TASK A
In the Numba question below, what kind of equation is the poster trying to optimize?
########################################
How to use Numba to optimize stochastic Runge-Kutta?

Question

I am trying to optimize a stochastic differential equation. What it means for me is that I have to solve a set of Mmax independent differential equations. For that task I use Numba, but I have the feeling I am doing it wrong, as even if I do not get any errors and I get some time-reduction, it is not as much as I expected.

My code looks like


@njit(fastmath=True)
def Liouvillian(rho,t_list,alpha1,alpha1p):
    C = np.zeros((len(rho0)),dtype=np.complex64)
    B = L0+alpha1p*L1m+alpha1*L1p
    for j in range(len(rho0)):
        for i in range(len(rho0)):
            C[j] += B[j, i]*rho[i] 
    return C

@njit(parallel=True, fastmath=True)
########################################
TASK B
Copy each line of the entries below that contains the word "crested".
########################################
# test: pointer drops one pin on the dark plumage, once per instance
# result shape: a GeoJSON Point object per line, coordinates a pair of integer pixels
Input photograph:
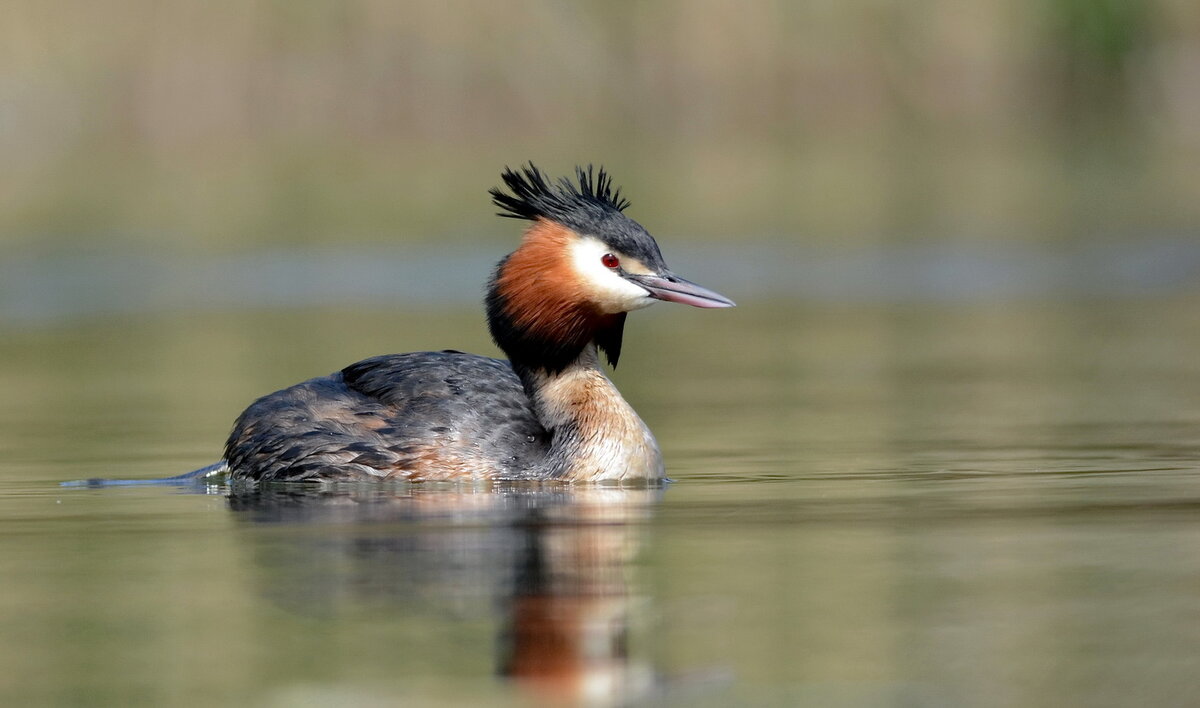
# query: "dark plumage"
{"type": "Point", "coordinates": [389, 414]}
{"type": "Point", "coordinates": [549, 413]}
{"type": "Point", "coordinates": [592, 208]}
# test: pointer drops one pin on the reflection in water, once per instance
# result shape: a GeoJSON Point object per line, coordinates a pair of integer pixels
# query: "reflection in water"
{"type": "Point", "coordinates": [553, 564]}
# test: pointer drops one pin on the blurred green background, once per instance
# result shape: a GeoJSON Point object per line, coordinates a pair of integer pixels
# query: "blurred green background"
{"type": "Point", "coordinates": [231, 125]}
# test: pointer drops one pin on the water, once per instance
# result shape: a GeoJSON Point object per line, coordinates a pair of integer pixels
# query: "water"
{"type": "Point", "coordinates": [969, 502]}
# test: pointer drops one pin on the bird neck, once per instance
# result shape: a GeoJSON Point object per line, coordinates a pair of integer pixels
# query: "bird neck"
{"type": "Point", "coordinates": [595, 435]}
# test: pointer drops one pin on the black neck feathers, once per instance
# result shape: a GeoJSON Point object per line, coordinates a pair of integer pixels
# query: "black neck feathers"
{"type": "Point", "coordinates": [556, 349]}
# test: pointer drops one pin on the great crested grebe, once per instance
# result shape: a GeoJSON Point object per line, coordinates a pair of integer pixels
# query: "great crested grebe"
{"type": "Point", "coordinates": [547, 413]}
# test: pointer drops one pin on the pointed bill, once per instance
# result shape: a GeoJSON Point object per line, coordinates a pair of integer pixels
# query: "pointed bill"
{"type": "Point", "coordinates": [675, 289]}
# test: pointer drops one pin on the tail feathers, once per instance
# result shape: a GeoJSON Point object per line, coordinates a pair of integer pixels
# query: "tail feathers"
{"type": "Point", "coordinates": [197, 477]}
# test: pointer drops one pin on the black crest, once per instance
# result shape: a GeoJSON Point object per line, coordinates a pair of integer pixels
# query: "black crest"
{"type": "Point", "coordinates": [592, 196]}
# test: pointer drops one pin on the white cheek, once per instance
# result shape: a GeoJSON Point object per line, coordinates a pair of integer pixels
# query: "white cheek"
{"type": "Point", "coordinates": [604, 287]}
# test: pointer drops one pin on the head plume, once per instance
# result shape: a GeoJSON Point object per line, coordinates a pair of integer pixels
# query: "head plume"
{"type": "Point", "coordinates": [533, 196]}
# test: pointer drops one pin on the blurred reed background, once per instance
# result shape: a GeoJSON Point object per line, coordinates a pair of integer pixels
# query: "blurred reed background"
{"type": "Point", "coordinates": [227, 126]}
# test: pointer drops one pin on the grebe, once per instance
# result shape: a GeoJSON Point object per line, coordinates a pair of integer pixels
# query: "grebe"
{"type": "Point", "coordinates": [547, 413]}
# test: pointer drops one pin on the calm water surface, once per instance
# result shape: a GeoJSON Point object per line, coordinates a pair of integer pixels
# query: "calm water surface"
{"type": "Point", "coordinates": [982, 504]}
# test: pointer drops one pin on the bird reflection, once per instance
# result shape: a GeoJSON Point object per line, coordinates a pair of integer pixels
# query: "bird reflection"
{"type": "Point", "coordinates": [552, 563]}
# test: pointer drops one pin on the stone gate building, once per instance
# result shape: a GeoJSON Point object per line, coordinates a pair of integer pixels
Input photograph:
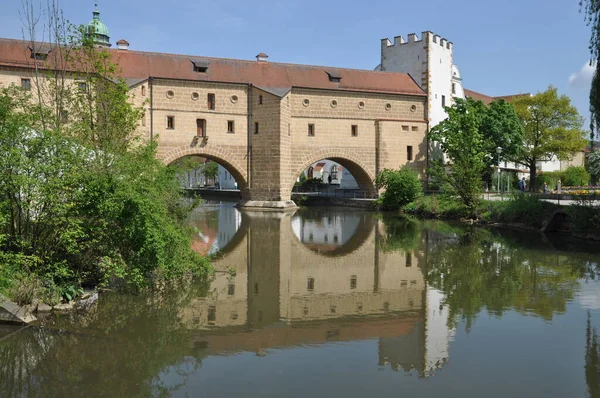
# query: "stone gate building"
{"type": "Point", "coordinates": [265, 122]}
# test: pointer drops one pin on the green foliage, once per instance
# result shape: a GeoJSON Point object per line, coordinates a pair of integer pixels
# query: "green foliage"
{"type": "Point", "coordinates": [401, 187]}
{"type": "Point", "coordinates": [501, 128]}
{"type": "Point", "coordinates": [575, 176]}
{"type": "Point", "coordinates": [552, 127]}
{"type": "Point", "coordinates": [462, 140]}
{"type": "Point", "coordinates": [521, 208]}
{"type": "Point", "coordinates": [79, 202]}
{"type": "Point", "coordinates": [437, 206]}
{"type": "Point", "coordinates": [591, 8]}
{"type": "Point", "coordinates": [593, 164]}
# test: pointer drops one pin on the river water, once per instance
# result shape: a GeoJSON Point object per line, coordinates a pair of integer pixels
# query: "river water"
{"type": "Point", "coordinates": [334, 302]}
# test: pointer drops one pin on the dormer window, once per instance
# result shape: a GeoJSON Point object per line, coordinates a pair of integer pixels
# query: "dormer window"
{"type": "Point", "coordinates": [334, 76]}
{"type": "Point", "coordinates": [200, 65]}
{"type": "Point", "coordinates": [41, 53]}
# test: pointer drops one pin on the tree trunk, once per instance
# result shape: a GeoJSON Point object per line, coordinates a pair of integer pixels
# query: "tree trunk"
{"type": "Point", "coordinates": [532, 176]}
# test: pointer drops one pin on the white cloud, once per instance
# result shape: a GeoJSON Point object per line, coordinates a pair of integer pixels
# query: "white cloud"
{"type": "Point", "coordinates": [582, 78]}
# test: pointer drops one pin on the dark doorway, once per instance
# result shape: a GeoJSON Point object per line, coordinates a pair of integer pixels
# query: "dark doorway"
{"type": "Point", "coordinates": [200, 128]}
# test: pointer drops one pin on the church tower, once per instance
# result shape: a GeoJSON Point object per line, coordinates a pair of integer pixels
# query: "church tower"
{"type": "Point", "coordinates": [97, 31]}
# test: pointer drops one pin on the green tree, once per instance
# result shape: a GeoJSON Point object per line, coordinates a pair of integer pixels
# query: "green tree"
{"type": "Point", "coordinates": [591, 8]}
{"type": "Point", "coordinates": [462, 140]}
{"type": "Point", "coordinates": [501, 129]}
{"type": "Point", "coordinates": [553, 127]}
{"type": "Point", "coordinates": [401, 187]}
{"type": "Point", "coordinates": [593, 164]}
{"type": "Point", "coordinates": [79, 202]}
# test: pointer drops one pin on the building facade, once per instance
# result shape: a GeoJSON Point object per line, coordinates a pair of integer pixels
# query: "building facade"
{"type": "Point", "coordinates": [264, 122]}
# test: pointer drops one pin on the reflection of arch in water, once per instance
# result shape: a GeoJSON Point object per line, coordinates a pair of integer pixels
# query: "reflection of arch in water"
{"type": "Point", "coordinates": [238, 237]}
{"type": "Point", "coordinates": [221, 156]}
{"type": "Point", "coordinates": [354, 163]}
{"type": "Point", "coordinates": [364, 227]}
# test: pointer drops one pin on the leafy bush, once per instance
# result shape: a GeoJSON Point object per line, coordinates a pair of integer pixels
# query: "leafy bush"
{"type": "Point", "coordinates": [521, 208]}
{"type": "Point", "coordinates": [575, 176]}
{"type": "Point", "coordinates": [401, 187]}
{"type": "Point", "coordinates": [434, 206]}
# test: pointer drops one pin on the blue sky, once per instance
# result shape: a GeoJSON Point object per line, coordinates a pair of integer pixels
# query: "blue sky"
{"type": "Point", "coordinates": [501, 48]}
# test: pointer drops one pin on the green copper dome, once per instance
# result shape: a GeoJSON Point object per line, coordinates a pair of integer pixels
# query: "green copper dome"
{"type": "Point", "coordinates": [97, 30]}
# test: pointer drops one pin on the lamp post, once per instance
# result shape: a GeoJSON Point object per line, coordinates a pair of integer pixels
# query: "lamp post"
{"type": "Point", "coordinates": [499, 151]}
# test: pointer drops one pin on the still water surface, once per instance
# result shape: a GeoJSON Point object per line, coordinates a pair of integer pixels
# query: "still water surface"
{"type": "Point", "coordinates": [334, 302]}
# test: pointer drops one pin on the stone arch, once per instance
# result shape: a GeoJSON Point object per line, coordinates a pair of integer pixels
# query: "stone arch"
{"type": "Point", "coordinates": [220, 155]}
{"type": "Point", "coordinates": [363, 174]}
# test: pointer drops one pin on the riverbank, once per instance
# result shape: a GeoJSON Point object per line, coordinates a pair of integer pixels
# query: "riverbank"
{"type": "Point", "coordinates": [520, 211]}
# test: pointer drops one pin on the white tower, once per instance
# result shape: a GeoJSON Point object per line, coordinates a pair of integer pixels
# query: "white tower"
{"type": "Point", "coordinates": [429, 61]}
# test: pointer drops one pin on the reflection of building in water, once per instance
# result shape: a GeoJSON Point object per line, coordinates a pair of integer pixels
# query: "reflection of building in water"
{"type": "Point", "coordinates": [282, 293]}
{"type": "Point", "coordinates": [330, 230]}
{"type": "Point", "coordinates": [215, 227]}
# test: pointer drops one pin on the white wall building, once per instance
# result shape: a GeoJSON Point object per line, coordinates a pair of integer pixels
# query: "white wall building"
########################################
TASK SOLUTION A
A stochastic differential equation.

TASK SOLUTION B
# test: pointer drops one pin on the great crested grebe, once per instance
# query: "great crested grebe"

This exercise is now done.